| THE EXERCISE |
Write out every one of the following records word for word, changing nothing.

Coordinate annotation records
━━━━━━━━━━━━━━━━━━━━━━━━━━━━━━

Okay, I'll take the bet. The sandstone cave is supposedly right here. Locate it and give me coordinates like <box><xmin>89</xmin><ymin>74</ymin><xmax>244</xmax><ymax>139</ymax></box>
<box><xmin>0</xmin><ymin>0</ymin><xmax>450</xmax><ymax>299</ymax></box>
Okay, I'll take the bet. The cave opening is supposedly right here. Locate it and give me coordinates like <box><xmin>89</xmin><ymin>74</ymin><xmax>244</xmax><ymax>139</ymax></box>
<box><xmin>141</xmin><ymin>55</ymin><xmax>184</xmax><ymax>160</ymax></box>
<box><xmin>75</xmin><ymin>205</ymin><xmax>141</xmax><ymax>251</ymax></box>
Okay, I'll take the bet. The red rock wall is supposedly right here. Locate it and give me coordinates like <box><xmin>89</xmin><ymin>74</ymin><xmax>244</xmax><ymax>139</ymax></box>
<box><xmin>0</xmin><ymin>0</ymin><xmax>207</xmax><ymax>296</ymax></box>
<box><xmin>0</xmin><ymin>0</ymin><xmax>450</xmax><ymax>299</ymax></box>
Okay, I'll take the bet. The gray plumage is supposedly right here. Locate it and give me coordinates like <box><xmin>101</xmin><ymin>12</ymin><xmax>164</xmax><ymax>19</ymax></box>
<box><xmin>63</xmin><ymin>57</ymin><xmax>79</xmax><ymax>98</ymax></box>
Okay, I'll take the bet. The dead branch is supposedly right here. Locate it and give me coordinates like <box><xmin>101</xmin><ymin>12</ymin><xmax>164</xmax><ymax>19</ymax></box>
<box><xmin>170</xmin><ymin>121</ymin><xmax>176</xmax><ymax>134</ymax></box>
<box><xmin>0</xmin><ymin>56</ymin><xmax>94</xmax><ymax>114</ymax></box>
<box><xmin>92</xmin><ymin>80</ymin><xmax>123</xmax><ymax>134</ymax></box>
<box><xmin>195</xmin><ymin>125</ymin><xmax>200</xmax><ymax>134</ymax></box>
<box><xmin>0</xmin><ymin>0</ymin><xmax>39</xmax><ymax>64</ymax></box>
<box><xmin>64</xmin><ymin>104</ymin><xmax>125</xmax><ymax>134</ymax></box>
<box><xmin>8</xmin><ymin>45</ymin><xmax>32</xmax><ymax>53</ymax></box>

━━━━━━━━━━━━━━━━━━━━━━━━━━━━━━

| COMPLETED TASK |
Okay, I'll take the bet. The sandstone cave is supposedly right here. Locate it and give me coordinates like <box><xmin>89</xmin><ymin>74</ymin><xmax>244</xmax><ymax>139</ymax></box>
<box><xmin>0</xmin><ymin>0</ymin><xmax>450</xmax><ymax>299</ymax></box>
Okay, I'll take the bet. The cave opening is supposedly right here. Locate it and give me coordinates like <box><xmin>89</xmin><ymin>74</ymin><xmax>244</xmax><ymax>139</ymax></box>
<box><xmin>141</xmin><ymin>55</ymin><xmax>184</xmax><ymax>160</ymax></box>
<box><xmin>75</xmin><ymin>205</ymin><xmax>141</xmax><ymax>251</ymax></box>
Okay, I'll take the bet. The red rock wall is supposedly right here. Locate it and give me coordinates like <box><xmin>89</xmin><ymin>74</ymin><xmax>244</xmax><ymax>139</ymax></box>
<box><xmin>0</xmin><ymin>0</ymin><xmax>207</xmax><ymax>296</ymax></box>
<box><xmin>0</xmin><ymin>0</ymin><xmax>450</xmax><ymax>299</ymax></box>
Okay, I'll take the bet. The gray plumage is supposedly right here. Locate it and give me coordinates like <box><xmin>101</xmin><ymin>12</ymin><xmax>164</xmax><ymax>19</ymax></box>
<box><xmin>63</xmin><ymin>57</ymin><xmax>79</xmax><ymax>98</ymax></box>
Okay, I'll take the bet. The dead branch is supposedly right here. Locate it and give me coordinates like <box><xmin>101</xmin><ymin>12</ymin><xmax>164</xmax><ymax>19</ymax></box>
<box><xmin>170</xmin><ymin>121</ymin><xmax>176</xmax><ymax>134</ymax></box>
<box><xmin>0</xmin><ymin>56</ymin><xmax>94</xmax><ymax>114</ymax></box>
<box><xmin>92</xmin><ymin>80</ymin><xmax>123</xmax><ymax>134</ymax></box>
<box><xmin>195</xmin><ymin>125</ymin><xmax>200</xmax><ymax>134</ymax></box>
<box><xmin>0</xmin><ymin>0</ymin><xmax>39</xmax><ymax>64</ymax></box>
<box><xmin>64</xmin><ymin>104</ymin><xmax>125</xmax><ymax>134</ymax></box>
<box><xmin>8</xmin><ymin>45</ymin><xmax>32</xmax><ymax>53</ymax></box>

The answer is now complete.